▸ **Aim of the exercise**:
Return the records, each one exactly as written.

----

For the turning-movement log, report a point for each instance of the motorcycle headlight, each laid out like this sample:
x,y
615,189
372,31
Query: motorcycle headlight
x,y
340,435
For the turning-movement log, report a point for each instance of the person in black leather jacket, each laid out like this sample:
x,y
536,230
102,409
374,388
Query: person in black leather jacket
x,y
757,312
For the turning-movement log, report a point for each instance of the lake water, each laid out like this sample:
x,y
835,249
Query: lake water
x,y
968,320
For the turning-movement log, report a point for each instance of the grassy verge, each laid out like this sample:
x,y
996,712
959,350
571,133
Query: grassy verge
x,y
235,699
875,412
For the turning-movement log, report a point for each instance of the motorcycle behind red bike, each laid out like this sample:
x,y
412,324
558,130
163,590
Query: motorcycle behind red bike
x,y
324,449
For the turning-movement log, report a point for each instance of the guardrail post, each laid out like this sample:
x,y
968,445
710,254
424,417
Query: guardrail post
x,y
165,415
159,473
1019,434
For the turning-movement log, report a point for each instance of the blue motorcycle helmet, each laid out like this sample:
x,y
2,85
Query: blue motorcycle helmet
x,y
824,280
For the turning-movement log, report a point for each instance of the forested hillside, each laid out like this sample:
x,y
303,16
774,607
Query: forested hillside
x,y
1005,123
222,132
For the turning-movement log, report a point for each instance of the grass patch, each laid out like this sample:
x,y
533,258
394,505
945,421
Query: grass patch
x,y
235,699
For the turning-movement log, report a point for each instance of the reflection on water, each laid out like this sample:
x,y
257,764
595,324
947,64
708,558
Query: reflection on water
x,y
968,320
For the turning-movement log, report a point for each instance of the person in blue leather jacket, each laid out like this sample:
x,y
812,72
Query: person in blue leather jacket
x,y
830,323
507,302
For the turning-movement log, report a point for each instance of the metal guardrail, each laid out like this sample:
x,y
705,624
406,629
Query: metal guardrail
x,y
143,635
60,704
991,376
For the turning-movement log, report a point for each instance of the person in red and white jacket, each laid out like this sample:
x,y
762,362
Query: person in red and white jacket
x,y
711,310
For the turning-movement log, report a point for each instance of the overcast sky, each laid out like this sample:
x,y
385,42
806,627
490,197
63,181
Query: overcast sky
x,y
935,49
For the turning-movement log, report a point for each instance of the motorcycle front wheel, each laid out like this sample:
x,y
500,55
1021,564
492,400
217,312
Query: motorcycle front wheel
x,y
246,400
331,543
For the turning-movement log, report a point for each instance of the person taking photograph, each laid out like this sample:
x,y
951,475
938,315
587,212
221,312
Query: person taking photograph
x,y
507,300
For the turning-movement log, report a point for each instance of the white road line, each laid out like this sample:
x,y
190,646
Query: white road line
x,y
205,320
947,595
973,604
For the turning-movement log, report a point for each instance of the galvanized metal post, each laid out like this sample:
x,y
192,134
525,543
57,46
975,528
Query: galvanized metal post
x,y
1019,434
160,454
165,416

----

▸ **Exercise response**:
For the turning-movement log, report a point for each instance of the motorcycle headlight, each laid out like this sample:
x,y
615,189
372,31
Query: motorcycle headlight
x,y
340,435
For the turning-movement log, report a point for each instance of the person in black leather jacket, each laid out like this sample:
x,y
536,230
102,409
374,388
Query: person in black leather jacket
x,y
757,312
For the turning-movement log, report a point for each instance of the lake water, each laid out like this sample:
x,y
835,249
Query: lake water
x,y
968,320
For the turning-movement log, report a point for each instance of the grassy verge, each laid out like this sample:
x,y
996,712
959,350
571,133
Query: grassy verge
x,y
235,699
875,412
For the turning-movement log, report a point for each instance of the motorcycle behind red bike, each laid out like this sample:
x,y
412,324
558,130
163,590
Query: motorcycle behind red bike
x,y
324,449
For the turning-movement log, report a point for each instance of the guardrail post, each laid out like this sample:
x,y
968,445
710,254
424,417
Query: guardrail post
x,y
165,415
159,473
1019,434
For the turning-movement log, report a point for each instance of the blue motorcycle helmet, each laid out like this sample:
x,y
2,85
Query: blue motorcycle helmet
x,y
824,280
For the turning-movement log, report a point for each instance of the forested hillside, each laid out like this sample:
x,y
303,16
774,607
Query: forested hillside
x,y
1005,123
222,132
For the turning-movement log, report a point for each instance of the grass patch, each laid out like this sample:
x,y
533,258
394,505
945,421
Query: grass patch
x,y
235,699
For the turning-movement log, report a point for each instance of the reflection on water, each laid out like this sample:
x,y
257,764
595,324
947,64
708,558
Query: reflection on water
x,y
968,320
For the turning-movement log, report a point for each instance of the person in blue leather jacket, each laid out like this sample:
x,y
812,72
Query: person in blue leather jacket
x,y
830,323
507,302
For the turning-movement log, report a point for each instance of the metal guardrail, each laid out like this sample:
x,y
705,624
406,629
Query: metal guardrail
x,y
143,635
60,704
991,376
For the turning-movement log, report a point for each instance of the person in red and white jacket, each laid out like this sample:
x,y
762,362
Query: person in red and white jacket
x,y
711,310
For the turning-movement log, report a point for each instance of the overcast sky, each laid out like this sample:
x,y
385,42
806,627
490,197
63,181
Query: overcast sky
x,y
935,49
For the turning-movement log, report a point for each instance of the motorcycle front wheel, each laid out like this sample:
x,y
500,55
1021,564
492,400
217,312
Query: motorcycle front wheel
x,y
246,400
331,543
For the turning-movement log, report a point for each instance of the person taking photograph, each laid out like this sample:
x,y
951,475
938,315
587,212
221,312
Query: person taking photograph
x,y
507,300
For the turning-movement log, report a point for each instance of the white road line, each laid out like this sample:
x,y
190,646
Query: white road line
x,y
205,320
947,595
973,604
For the turning-movement log, report a point for each instance of the galvanized metal post, each laid out like this sample:
x,y
192,134
525,543
57,46
975,528
Query: galvanized metal post
x,y
1019,434
160,454
165,416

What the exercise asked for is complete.